Direction 1: From the header block at the top of the kernel patch email below, list each header field name once, in the order it appears.

Text shown:
============================================================
[PATCH AUTOSEL 6.18-6.1] scsi: ufs: core: Fix EH failure after W-LUN resume error

All of lore.kernel.org
 help / color / mirror / Atom feed

From: Sasha Levin <sashal@kernel.org>
To: patches@lists.linux.dev, stable@vger.kernel.org
Cc: Brian Kao <powenkao@google.com>,
	Bart Van Assche <bvanassche@acm.org>,
	"Martin K. Petersen" <martin.petersen@oracle.com>,
	Sasha Levin <sashal@kernel.org>,
	peter.wang@mediatek.com, avri.altman@sandisk.com,
	beanhuo@micron.com, adrian.hunter@intel.com,
	quic_nguyenb@quicinc.com, linux-scsi@vger.kernel.org
Subject: [PATCH AUTOSEL 6.18-6.1] scsi: ufs: core: Fix EH failure after W-LUN resume error
Date: Mon, 15 Dec 2025 03:55:26 -0500	[thread overview]
Message-ID: <20251215085533.2931615-3-sashal@kernel.org> (raw)
In-Reply-To: <20251215085533.2931615-1-sashal@kernel.org>

From: Brian Kao <powenkao@google.com>

[ Upstream commit b4bb6daf4ac4d4560044ecdd81e93aa2f6acbb06 ]

When a W-LUN resume fails, its parent devices in the SCSI hierarchy,
including the scsi_target, may be runtime suspended. Subsequently, the
error handler in ufshcd_recover_pm_error() fails to set the W-LUN device
back to active because the parent target is not active.  This results in
the following errors:

  google-ufshcd 3c2d0000.ufs: ufshcd_err_handler started; HBA state eh_fatal; ...
  ufs_device_wlun 0:0:0:49488: START_STOP failed for power mode: 1, result 40000
  ufs_device_wlun 0:0:0:49488: ufshcd_wl_runtime_resume failed: -5
  ...
============================================================
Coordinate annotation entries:
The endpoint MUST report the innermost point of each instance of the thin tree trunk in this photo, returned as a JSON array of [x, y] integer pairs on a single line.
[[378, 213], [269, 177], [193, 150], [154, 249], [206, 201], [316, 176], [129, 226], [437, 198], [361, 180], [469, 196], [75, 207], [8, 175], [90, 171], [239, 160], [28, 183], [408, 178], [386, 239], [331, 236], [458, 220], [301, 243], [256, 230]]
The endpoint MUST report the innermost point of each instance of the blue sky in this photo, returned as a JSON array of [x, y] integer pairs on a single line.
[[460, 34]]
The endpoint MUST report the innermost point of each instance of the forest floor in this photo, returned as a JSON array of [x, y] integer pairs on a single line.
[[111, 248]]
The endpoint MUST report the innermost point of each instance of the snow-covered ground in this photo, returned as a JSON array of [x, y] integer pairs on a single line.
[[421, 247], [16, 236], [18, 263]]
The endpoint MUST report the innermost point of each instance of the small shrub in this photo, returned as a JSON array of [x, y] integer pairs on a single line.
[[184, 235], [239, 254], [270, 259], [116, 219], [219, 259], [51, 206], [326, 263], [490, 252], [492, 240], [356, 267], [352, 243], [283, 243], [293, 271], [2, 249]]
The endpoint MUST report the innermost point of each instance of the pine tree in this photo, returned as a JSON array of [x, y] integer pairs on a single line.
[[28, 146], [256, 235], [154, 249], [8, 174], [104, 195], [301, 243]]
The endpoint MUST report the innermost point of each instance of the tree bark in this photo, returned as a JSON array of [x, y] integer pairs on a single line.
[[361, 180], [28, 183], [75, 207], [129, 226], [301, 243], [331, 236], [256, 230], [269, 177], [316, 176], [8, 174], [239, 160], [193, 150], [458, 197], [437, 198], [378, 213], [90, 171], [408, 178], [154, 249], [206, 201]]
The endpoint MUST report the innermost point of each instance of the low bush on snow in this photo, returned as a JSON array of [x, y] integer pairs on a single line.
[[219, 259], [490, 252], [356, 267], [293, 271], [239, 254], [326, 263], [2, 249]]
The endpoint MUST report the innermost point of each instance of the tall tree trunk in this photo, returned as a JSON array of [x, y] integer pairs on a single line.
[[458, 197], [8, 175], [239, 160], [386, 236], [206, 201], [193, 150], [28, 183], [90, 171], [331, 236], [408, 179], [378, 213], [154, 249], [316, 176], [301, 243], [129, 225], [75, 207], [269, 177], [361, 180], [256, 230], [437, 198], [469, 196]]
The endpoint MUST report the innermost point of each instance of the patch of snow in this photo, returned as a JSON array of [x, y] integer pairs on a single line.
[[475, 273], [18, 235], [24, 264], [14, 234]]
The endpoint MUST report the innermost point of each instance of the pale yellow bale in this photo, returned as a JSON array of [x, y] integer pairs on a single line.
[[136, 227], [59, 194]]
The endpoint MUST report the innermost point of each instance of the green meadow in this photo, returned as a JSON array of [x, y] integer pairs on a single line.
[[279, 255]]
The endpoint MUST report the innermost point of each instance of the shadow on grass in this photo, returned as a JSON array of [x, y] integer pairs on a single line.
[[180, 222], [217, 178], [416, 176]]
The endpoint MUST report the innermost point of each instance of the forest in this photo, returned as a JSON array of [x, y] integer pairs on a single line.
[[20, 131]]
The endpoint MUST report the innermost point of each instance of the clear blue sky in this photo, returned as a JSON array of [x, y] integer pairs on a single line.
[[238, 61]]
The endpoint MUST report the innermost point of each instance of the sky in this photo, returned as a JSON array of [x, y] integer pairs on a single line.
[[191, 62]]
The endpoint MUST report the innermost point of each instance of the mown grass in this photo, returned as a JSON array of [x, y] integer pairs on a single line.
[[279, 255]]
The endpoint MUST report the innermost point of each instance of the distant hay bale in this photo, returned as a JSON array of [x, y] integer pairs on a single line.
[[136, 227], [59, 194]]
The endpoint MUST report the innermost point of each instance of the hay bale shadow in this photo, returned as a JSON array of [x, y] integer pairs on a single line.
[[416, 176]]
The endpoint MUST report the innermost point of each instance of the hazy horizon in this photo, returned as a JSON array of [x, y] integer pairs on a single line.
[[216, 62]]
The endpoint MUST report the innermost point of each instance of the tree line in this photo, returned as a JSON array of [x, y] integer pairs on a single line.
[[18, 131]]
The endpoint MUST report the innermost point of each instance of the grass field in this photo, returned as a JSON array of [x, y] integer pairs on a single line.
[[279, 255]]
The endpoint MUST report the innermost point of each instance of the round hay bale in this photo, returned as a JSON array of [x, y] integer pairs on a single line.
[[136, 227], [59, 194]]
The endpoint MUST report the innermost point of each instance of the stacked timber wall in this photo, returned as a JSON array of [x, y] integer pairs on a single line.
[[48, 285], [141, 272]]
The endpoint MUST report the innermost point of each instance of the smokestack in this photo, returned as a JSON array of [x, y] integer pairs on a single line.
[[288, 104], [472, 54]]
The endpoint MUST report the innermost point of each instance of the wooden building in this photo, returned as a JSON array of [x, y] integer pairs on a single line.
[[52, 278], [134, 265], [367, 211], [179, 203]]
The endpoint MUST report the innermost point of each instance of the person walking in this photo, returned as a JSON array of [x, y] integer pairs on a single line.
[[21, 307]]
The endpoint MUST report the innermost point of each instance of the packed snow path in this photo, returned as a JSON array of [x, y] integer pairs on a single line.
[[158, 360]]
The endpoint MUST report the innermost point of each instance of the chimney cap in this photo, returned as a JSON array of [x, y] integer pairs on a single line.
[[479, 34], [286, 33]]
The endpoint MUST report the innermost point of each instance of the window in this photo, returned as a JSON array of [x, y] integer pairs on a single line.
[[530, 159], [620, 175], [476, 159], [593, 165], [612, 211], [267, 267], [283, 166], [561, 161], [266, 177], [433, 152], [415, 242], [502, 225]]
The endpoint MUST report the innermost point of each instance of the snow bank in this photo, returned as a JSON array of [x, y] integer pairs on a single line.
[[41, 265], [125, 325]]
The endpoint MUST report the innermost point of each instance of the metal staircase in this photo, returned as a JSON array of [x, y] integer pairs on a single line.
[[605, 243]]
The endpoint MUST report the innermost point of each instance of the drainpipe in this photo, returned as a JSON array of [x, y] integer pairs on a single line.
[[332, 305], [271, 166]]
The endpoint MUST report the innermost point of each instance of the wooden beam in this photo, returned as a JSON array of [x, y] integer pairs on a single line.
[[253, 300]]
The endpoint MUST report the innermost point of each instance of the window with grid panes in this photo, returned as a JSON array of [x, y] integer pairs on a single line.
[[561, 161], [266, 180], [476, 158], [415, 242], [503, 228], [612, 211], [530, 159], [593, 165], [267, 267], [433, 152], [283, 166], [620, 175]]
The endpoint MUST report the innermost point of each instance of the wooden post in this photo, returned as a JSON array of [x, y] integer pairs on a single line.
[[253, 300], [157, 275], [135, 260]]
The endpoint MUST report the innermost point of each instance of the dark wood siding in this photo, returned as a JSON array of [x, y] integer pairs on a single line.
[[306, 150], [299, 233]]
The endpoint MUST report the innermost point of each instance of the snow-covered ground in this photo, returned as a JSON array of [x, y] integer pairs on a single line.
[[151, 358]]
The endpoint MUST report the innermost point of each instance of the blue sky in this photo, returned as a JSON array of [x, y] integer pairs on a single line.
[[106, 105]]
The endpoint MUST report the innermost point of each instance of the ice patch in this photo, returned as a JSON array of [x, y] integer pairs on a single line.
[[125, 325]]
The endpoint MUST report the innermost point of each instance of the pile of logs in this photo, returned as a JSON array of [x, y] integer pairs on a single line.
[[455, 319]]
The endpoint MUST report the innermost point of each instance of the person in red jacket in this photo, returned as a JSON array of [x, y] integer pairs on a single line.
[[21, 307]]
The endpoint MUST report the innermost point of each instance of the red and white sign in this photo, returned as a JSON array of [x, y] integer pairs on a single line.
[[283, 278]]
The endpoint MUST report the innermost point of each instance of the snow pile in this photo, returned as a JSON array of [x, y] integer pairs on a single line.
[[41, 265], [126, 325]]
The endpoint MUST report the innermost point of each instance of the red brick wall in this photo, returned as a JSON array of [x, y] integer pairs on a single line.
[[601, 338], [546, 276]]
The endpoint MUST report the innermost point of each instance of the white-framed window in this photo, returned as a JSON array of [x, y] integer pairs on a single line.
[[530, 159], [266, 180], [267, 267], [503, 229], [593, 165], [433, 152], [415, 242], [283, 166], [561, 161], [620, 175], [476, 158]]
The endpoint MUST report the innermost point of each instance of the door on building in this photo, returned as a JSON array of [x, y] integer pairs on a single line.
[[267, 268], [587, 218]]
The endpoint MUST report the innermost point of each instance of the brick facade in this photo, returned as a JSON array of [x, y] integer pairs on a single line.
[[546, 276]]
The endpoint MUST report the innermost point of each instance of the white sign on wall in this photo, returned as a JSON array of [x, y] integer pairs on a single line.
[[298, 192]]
============================================================
Direction 2: Duplicate the records from the line holding "the person walking" through the line holding "[[479, 34], [286, 33]]", inclusive.

Complete output 1: From, To, Cc, Subject, Date, Message-ID, In-Reply-To

Complete output 2:
The endpoint MUST report the innermost point of each instance of the person walking in this photo, returned as a JSON array of [x, y] integer pairs on a single line.
[[21, 307]]
The endpoint MUST report the innermost point of each instance of the packed snow path in this photo, returned as a JSON array of [x, y] integer pairs on a single line.
[[158, 360]]
The endpoint MUST report the innermost point of each instance of the chimney cap in this photo, returned as a JSON array of [x, y] integer pairs on a single line.
[[479, 34], [286, 33]]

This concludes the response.